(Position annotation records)
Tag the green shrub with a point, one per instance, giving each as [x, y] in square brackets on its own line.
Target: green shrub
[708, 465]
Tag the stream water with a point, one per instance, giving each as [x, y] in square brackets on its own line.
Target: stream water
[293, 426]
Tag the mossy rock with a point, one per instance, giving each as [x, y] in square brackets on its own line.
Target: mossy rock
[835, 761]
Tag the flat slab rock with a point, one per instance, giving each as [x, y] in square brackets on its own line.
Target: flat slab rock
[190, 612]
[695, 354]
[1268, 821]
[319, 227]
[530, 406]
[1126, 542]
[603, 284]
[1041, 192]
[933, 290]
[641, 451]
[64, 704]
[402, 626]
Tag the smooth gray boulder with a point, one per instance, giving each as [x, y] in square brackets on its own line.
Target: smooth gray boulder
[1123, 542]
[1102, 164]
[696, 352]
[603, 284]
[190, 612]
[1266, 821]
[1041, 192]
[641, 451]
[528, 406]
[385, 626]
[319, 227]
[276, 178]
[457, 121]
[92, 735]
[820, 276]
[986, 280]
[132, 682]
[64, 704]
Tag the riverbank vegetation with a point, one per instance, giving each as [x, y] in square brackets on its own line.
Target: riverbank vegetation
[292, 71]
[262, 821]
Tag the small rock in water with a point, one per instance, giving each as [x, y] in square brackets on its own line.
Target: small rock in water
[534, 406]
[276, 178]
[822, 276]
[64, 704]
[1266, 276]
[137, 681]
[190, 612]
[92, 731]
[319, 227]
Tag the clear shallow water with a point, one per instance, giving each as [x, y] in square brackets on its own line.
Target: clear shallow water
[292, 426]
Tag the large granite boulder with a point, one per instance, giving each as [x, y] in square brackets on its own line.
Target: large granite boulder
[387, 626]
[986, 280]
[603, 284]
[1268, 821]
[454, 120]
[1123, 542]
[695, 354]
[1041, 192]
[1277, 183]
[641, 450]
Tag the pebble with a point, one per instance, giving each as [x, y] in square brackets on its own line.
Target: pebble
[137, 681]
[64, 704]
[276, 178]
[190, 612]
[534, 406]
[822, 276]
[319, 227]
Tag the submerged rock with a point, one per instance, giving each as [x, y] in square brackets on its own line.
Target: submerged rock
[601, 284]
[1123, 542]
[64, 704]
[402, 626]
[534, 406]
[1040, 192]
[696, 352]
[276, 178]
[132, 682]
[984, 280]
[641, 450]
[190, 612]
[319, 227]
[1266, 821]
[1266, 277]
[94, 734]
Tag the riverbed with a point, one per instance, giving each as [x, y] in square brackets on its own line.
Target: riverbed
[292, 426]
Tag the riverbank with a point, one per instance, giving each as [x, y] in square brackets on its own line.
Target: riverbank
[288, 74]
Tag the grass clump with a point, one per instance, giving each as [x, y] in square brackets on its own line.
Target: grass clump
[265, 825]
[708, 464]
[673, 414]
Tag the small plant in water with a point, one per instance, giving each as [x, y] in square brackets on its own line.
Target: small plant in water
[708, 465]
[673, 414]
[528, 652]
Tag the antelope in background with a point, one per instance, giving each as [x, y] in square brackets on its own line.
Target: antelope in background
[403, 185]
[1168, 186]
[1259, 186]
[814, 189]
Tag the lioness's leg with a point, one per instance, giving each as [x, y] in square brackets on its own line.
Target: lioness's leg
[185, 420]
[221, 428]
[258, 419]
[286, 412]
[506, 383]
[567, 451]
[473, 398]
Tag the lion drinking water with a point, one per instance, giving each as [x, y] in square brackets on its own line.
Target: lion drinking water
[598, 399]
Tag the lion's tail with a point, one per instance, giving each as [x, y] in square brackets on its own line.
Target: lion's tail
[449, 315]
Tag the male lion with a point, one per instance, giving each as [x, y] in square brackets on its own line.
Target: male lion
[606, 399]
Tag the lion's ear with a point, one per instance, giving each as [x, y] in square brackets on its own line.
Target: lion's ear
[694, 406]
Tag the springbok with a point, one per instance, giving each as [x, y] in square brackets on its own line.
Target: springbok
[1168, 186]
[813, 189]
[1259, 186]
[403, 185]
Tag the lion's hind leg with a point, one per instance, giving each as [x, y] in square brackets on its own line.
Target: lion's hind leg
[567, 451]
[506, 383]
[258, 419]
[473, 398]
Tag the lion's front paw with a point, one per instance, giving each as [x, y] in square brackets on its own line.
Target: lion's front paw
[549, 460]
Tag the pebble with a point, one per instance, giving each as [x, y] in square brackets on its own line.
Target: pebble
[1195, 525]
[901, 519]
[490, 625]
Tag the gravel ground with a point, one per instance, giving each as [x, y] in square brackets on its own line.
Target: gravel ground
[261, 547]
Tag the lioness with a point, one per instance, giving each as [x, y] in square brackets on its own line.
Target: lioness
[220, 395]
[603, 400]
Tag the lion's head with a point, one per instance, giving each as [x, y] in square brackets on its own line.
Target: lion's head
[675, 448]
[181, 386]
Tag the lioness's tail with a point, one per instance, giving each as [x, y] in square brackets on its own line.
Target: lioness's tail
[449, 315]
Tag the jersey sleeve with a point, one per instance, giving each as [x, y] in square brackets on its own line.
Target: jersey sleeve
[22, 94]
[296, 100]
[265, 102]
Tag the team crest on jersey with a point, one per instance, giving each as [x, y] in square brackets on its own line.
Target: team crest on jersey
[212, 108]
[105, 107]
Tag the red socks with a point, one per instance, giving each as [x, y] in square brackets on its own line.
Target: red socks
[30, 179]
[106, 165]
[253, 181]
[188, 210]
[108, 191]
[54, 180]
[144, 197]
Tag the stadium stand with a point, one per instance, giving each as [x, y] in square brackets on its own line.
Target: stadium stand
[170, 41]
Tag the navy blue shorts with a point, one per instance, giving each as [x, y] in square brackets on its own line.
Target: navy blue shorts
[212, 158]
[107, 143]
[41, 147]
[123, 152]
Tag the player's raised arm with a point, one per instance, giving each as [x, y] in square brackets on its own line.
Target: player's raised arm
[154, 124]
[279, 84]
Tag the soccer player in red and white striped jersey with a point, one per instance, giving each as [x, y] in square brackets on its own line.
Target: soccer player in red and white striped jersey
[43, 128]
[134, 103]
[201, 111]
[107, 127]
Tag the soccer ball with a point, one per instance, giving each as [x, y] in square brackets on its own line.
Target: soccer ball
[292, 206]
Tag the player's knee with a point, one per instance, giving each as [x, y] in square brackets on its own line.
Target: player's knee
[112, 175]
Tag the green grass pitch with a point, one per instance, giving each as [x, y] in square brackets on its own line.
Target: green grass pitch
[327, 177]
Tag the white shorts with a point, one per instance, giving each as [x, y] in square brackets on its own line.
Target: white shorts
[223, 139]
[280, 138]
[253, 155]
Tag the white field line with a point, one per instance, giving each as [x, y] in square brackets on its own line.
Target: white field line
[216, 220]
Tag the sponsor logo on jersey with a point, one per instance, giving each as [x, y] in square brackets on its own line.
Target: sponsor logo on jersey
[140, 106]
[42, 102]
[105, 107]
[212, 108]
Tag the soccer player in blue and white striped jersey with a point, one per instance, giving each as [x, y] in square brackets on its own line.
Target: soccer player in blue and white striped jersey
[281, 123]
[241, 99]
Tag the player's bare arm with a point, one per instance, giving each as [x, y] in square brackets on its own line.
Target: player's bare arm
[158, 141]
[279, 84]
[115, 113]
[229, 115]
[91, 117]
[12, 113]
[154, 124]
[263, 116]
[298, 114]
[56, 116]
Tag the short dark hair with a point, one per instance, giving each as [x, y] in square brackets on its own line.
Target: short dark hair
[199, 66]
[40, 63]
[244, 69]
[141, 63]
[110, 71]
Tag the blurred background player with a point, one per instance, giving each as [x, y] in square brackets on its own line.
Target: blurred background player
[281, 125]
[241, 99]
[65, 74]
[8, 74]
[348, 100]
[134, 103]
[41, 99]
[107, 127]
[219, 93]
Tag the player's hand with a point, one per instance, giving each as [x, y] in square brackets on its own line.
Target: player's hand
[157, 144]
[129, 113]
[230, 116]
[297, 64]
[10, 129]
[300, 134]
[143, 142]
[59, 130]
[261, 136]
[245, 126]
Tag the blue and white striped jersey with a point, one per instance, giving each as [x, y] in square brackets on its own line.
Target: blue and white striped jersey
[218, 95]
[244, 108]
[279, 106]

__Work to be completed__.
Repeat only the stretch of lines starting at the one containing "Tag the white field" and running to the final line of the entries above.

__Reply to the task__.
Tag the white field line with a point, one per instance, giving each as [x, y] in square brackets on its own line.
Target: white field line
[216, 220]
Tag the sponsor logo on jersey with a point, one per instance, giving each as [x, y] in square brackets on its own line.
Target: sponsor logo on jersey
[140, 106]
[42, 102]
[105, 107]
[212, 108]
Tag the soccer player in blue and white striped jersey with a point, one per instance, giving each as [x, y] in square brackets on its own line.
Target: soccer player in blue and white striped jersey
[281, 123]
[241, 99]
Tag the player's bare arm with a point, one per instance, giving each as [x, y] in square brackets on its own line.
Target: player's bare arm
[158, 141]
[279, 84]
[115, 113]
[229, 115]
[91, 117]
[12, 113]
[154, 124]
[263, 116]
[298, 114]
[56, 116]
Tag the short dark hair with a point, one per instance, giving each as [x, y] in square brackets on its own line.
Target: short dark hair
[199, 66]
[40, 63]
[244, 69]
[141, 63]
[110, 71]
Tag the blurred background player with a point, one per instance, giving each as [x, y] in square brackets on its own line.
Target: blurred background player
[281, 125]
[241, 99]
[65, 74]
[8, 74]
[348, 100]
[134, 103]
[41, 99]
[107, 127]
[219, 93]
Tag the player's hand with a point, one per instance, giving each as [x, y] in square brackets on its own line.
Target: player's hand
[157, 144]
[129, 113]
[230, 116]
[297, 64]
[10, 129]
[300, 134]
[143, 142]
[59, 130]
[261, 136]
[245, 126]
Tag the blue and white striped jersey with a point, one per instance, giving each as [x, y] in square brackets on its own line.
Target: blue and white striped jersey
[218, 95]
[244, 108]
[279, 106]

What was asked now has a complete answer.